TASK BRIEF> From the records below, find each line with the string "jersey" and copy it.

TASK MATERIAL>
***

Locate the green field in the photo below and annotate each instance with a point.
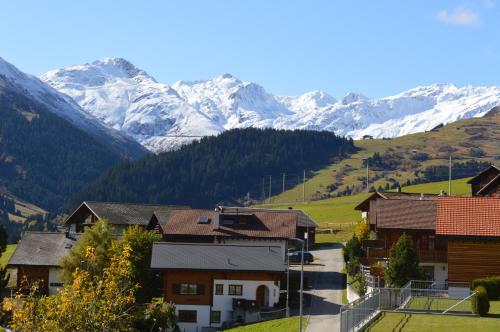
(339, 215)
(437, 304)
(6, 255)
(277, 325)
(457, 139)
(429, 322)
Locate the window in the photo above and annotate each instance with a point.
(236, 290)
(187, 316)
(215, 317)
(188, 289)
(219, 289)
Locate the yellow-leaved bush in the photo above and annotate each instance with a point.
(89, 303)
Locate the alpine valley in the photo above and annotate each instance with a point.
(162, 117)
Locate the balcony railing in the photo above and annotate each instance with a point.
(431, 256)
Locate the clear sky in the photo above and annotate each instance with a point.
(376, 48)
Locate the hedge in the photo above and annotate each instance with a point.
(480, 302)
(491, 284)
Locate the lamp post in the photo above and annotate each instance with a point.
(301, 282)
(288, 284)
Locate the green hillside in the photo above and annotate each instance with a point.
(422, 157)
(339, 214)
(223, 168)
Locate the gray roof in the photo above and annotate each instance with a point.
(303, 220)
(41, 249)
(122, 213)
(216, 257)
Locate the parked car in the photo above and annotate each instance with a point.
(295, 257)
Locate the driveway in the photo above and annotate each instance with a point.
(326, 282)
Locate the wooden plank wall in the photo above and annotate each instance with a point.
(469, 260)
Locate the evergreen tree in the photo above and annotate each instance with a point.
(4, 275)
(98, 238)
(403, 263)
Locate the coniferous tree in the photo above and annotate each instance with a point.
(403, 263)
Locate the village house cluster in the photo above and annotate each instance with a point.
(457, 238)
(218, 266)
(225, 265)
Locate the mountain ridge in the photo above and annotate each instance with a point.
(162, 116)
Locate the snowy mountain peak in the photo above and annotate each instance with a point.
(353, 97)
(161, 117)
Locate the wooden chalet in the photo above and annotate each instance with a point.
(216, 285)
(37, 257)
(471, 228)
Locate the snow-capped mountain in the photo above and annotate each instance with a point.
(65, 107)
(161, 117)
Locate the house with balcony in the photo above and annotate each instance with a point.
(414, 215)
(218, 285)
(471, 228)
(235, 225)
(36, 259)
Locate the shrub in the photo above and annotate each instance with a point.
(491, 284)
(480, 302)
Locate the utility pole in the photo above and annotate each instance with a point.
(263, 191)
(367, 178)
(449, 178)
(304, 187)
(269, 198)
(283, 182)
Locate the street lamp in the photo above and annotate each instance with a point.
(301, 281)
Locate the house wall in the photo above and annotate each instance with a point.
(33, 274)
(469, 260)
(202, 316)
(208, 301)
(224, 303)
(55, 282)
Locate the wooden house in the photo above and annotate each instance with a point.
(216, 285)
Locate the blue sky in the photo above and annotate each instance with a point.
(376, 48)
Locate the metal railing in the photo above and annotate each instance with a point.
(416, 296)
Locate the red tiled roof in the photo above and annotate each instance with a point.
(468, 216)
(404, 214)
(261, 224)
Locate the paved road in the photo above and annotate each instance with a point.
(326, 280)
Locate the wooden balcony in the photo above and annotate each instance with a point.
(425, 256)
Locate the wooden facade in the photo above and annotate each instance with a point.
(206, 281)
(469, 260)
(429, 248)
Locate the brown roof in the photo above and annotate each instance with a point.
(254, 223)
(364, 205)
(468, 216)
(404, 214)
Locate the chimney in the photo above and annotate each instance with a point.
(216, 220)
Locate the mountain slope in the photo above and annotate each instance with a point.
(222, 168)
(64, 107)
(415, 158)
(43, 157)
(128, 99)
(162, 117)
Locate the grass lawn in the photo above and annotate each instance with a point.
(277, 325)
(426, 303)
(428, 322)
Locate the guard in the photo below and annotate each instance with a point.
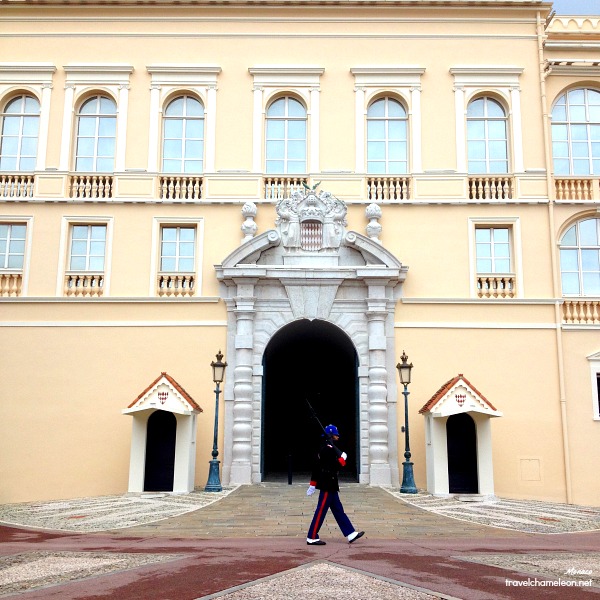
(325, 478)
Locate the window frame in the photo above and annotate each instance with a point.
(487, 140)
(513, 224)
(594, 362)
(97, 116)
(24, 271)
(578, 247)
(569, 123)
(386, 98)
(155, 271)
(184, 118)
(286, 118)
(22, 115)
(65, 250)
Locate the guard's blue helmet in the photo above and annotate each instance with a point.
(331, 430)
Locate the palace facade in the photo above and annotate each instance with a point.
(312, 188)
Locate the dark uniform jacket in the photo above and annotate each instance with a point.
(325, 472)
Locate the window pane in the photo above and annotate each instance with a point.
(475, 108)
(588, 232)
(194, 128)
(167, 264)
(569, 260)
(275, 129)
(277, 108)
(193, 108)
(30, 125)
(376, 150)
(484, 265)
(297, 130)
(107, 126)
(186, 265)
(187, 234)
(377, 109)
(87, 126)
(591, 284)
(570, 238)
(570, 283)
(106, 146)
(376, 130)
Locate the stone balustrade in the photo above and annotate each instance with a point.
(392, 189)
(496, 286)
(180, 187)
(91, 187)
(490, 187)
(84, 284)
(10, 284)
(582, 311)
(176, 284)
(17, 185)
(279, 187)
(577, 188)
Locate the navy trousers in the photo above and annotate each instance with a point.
(329, 500)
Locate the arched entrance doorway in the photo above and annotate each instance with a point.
(462, 454)
(160, 452)
(314, 360)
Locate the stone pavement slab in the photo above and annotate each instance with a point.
(258, 532)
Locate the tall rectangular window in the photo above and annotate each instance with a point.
(12, 245)
(177, 249)
(492, 246)
(88, 248)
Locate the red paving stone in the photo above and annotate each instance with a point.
(209, 566)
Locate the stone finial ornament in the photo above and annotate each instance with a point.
(373, 213)
(249, 227)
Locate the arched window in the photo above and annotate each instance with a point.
(487, 136)
(286, 137)
(20, 124)
(580, 259)
(96, 135)
(183, 136)
(576, 133)
(387, 138)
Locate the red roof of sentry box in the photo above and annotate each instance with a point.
(447, 387)
(183, 393)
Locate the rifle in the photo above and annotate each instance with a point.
(328, 436)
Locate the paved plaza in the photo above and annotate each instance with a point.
(247, 543)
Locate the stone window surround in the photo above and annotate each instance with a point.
(34, 79)
(64, 248)
(514, 224)
(272, 80)
(478, 80)
(157, 225)
(81, 80)
(28, 222)
(167, 80)
(403, 81)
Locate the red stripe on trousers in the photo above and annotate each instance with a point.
(316, 528)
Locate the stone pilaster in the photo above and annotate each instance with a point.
(241, 466)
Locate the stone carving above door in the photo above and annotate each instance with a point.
(311, 222)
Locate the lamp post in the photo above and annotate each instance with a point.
(214, 482)
(408, 480)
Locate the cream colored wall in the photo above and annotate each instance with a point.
(62, 431)
(79, 370)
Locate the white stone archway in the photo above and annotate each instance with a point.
(164, 393)
(458, 396)
(310, 267)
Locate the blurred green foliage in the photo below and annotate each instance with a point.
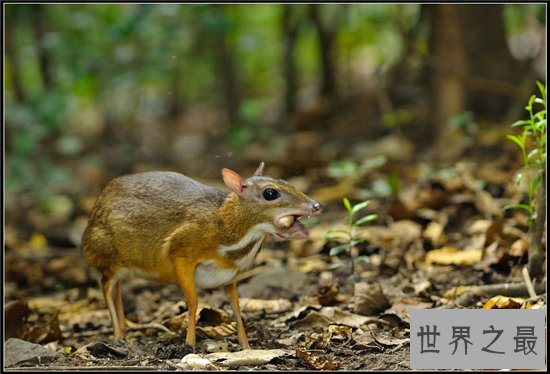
(78, 75)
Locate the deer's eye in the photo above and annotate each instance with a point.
(271, 194)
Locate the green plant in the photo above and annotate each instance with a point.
(532, 142)
(348, 237)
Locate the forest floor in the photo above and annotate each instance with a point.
(437, 243)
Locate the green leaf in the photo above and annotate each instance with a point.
(519, 178)
(369, 218)
(517, 206)
(354, 242)
(358, 207)
(534, 152)
(347, 204)
(521, 122)
(536, 183)
(334, 251)
(516, 139)
(337, 234)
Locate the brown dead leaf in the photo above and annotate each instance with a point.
(435, 233)
(519, 248)
(486, 204)
(266, 306)
(16, 314)
(504, 302)
(456, 292)
(316, 360)
(312, 320)
(453, 256)
(335, 335)
(326, 295)
(247, 357)
(219, 331)
(344, 318)
(46, 332)
(369, 300)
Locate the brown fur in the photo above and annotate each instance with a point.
(164, 224)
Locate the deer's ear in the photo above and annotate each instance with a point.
(260, 170)
(234, 181)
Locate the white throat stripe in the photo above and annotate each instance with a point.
(256, 232)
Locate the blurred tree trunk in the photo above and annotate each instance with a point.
(470, 66)
(448, 55)
(40, 29)
(290, 26)
(326, 37)
(13, 61)
(226, 67)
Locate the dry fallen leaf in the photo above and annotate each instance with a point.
(504, 302)
(326, 295)
(435, 233)
(247, 357)
(315, 360)
(369, 299)
(267, 306)
(453, 256)
(15, 317)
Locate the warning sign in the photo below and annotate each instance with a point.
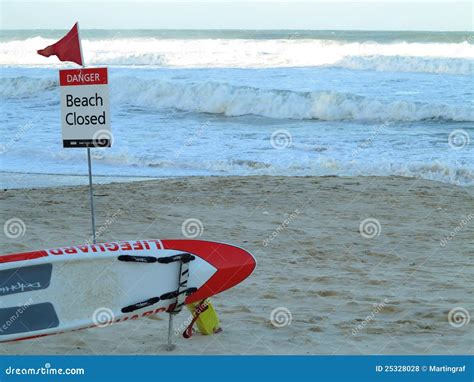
(85, 114)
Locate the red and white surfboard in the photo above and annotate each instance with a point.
(57, 290)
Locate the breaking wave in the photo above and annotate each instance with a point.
(230, 100)
(449, 58)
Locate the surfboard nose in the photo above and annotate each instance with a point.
(233, 264)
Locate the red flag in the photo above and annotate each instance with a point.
(66, 49)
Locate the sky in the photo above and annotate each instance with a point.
(202, 14)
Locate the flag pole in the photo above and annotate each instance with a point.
(89, 160)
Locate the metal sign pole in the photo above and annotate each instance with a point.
(91, 194)
(89, 160)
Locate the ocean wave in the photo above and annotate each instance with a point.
(233, 101)
(409, 64)
(229, 100)
(452, 58)
(18, 87)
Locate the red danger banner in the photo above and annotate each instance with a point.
(89, 76)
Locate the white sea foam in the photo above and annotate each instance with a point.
(229, 100)
(450, 58)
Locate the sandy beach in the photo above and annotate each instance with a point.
(341, 284)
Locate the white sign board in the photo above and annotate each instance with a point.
(85, 113)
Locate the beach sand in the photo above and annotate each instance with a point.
(346, 292)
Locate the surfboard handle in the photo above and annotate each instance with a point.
(176, 293)
(182, 257)
(137, 259)
(140, 305)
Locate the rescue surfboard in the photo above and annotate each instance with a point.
(71, 288)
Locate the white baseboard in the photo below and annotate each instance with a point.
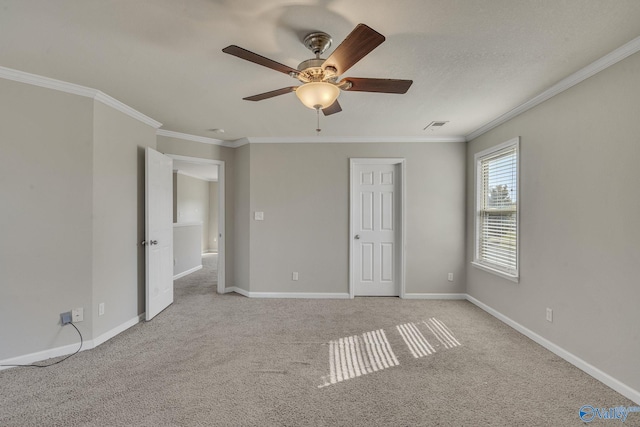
(301, 295)
(596, 373)
(187, 272)
(237, 290)
(117, 330)
(28, 359)
(460, 296)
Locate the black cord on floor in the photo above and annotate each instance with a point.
(59, 361)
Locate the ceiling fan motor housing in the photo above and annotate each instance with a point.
(317, 42)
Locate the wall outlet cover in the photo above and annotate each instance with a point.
(65, 317)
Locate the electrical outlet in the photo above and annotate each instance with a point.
(65, 317)
(77, 315)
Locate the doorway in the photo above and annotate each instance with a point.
(212, 245)
(376, 248)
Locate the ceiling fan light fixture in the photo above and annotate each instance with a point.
(317, 95)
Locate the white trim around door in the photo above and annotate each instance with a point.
(221, 210)
(399, 255)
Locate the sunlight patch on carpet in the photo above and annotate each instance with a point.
(442, 333)
(358, 355)
(415, 341)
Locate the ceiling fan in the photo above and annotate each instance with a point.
(321, 84)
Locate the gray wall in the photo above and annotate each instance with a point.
(181, 147)
(213, 217)
(71, 177)
(45, 216)
(580, 228)
(303, 190)
(243, 214)
(118, 216)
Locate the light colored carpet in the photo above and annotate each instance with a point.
(212, 360)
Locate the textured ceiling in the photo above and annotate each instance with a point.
(471, 60)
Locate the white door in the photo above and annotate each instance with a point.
(376, 229)
(159, 232)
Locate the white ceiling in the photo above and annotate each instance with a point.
(471, 60)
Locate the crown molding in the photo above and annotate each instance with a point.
(595, 67)
(192, 175)
(352, 139)
(123, 108)
(195, 138)
(74, 89)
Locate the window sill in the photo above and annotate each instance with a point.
(503, 274)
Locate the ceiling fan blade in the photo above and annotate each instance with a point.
(362, 84)
(356, 46)
(332, 109)
(258, 59)
(271, 94)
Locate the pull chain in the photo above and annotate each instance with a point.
(318, 121)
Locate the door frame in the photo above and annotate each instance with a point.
(221, 213)
(400, 233)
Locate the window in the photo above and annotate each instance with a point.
(496, 233)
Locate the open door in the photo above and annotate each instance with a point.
(158, 232)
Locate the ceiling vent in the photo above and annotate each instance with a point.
(435, 125)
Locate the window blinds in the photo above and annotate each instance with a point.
(497, 235)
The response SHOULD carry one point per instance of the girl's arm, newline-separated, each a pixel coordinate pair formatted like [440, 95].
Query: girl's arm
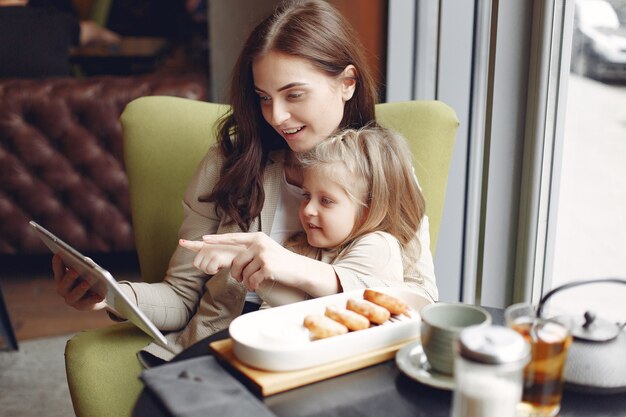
[262, 259]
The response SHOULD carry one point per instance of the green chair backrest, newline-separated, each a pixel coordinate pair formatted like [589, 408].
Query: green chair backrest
[166, 137]
[430, 128]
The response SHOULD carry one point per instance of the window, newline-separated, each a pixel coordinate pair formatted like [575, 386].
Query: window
[589, 223]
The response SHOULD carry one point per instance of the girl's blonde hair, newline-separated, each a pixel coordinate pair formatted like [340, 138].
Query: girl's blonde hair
[374, 167]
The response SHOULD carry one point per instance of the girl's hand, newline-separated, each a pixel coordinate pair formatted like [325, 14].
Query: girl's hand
[211, 258]
[260, 258]
[75, 291]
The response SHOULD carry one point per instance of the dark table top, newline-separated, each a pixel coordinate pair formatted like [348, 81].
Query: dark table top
[384, 390]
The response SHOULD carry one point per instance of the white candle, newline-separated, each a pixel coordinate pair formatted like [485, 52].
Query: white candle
[484, 395]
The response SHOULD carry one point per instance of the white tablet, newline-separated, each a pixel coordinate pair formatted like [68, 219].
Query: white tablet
[101, 280]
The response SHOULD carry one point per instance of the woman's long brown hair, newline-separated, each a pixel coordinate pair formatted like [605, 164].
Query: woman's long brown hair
[311, 30]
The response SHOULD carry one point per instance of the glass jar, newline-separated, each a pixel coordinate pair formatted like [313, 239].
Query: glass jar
[488, 372]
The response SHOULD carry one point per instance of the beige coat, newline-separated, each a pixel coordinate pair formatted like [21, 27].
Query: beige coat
[192, 307]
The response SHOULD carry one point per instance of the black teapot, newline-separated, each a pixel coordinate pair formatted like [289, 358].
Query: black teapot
[596, 360]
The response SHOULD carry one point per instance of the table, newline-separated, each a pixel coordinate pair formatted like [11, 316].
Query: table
[383, 390]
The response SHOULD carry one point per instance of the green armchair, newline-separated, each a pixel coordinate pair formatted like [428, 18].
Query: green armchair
[164, 140]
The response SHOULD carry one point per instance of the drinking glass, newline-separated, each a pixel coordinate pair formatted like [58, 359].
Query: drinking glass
[549, 340]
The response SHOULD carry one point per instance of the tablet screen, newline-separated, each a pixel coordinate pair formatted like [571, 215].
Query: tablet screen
[101, 280]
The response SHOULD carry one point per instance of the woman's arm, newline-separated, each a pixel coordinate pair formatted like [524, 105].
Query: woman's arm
[170, 304]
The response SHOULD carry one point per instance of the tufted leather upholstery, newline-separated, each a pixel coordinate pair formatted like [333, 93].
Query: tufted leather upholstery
[61, 160]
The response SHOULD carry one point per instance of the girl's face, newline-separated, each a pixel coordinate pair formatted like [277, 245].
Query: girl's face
[327, 213]
[300, 102]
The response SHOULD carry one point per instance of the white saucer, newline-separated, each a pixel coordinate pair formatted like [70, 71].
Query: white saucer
[412, 361]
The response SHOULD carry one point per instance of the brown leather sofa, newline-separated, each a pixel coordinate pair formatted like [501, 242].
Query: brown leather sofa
[61, 160]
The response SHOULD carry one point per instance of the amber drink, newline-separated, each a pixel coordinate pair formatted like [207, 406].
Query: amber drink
[549, 341]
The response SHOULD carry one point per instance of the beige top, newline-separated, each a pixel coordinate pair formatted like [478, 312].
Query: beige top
[192, 307]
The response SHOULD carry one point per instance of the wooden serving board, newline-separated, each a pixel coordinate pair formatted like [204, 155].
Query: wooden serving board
[269, 383]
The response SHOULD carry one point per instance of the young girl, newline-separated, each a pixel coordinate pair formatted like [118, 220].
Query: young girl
[300, 77]
[360, 210]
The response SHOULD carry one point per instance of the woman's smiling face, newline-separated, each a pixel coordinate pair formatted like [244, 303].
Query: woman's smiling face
[301, 103]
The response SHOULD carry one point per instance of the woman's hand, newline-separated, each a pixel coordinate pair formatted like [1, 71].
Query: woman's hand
[75, 291]
[211, 258]
[259, 258]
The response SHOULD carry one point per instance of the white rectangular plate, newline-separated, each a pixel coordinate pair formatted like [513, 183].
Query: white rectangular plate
[274, 339]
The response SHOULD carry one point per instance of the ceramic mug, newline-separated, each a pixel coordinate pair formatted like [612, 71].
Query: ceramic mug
[441, 325]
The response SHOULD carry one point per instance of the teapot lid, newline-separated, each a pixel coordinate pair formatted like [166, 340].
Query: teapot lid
[594, 329]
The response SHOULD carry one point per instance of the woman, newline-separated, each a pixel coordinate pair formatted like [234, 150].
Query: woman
[300, 77]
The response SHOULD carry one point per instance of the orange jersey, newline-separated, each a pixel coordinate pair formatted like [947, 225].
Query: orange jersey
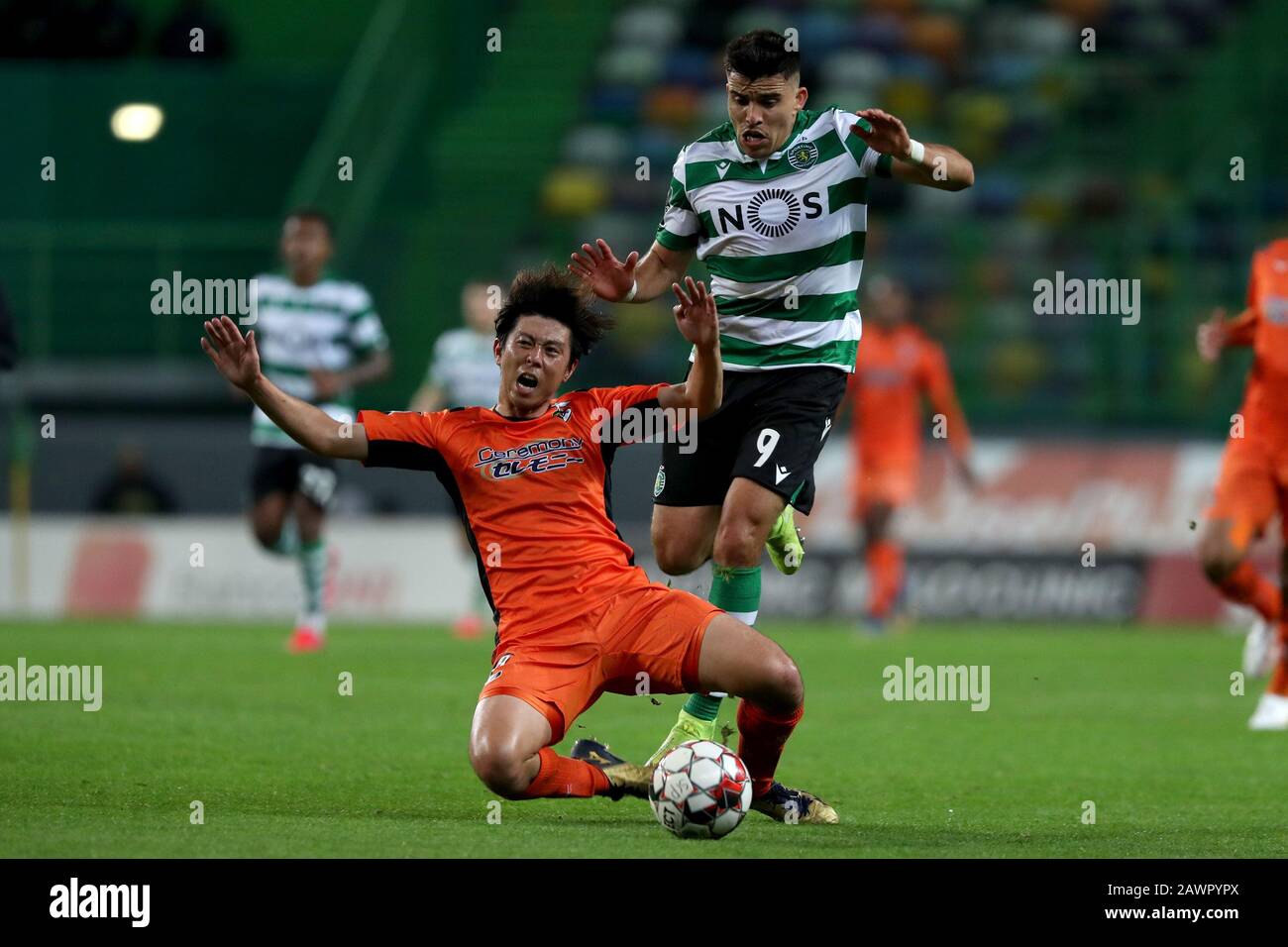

***

THE COMPLETED TASK>
The response SHOULD carry one point per instance of the orange jersey, newline-separated, each a pixel coordinate pair formatted like [947, 225].
Query: orange jersey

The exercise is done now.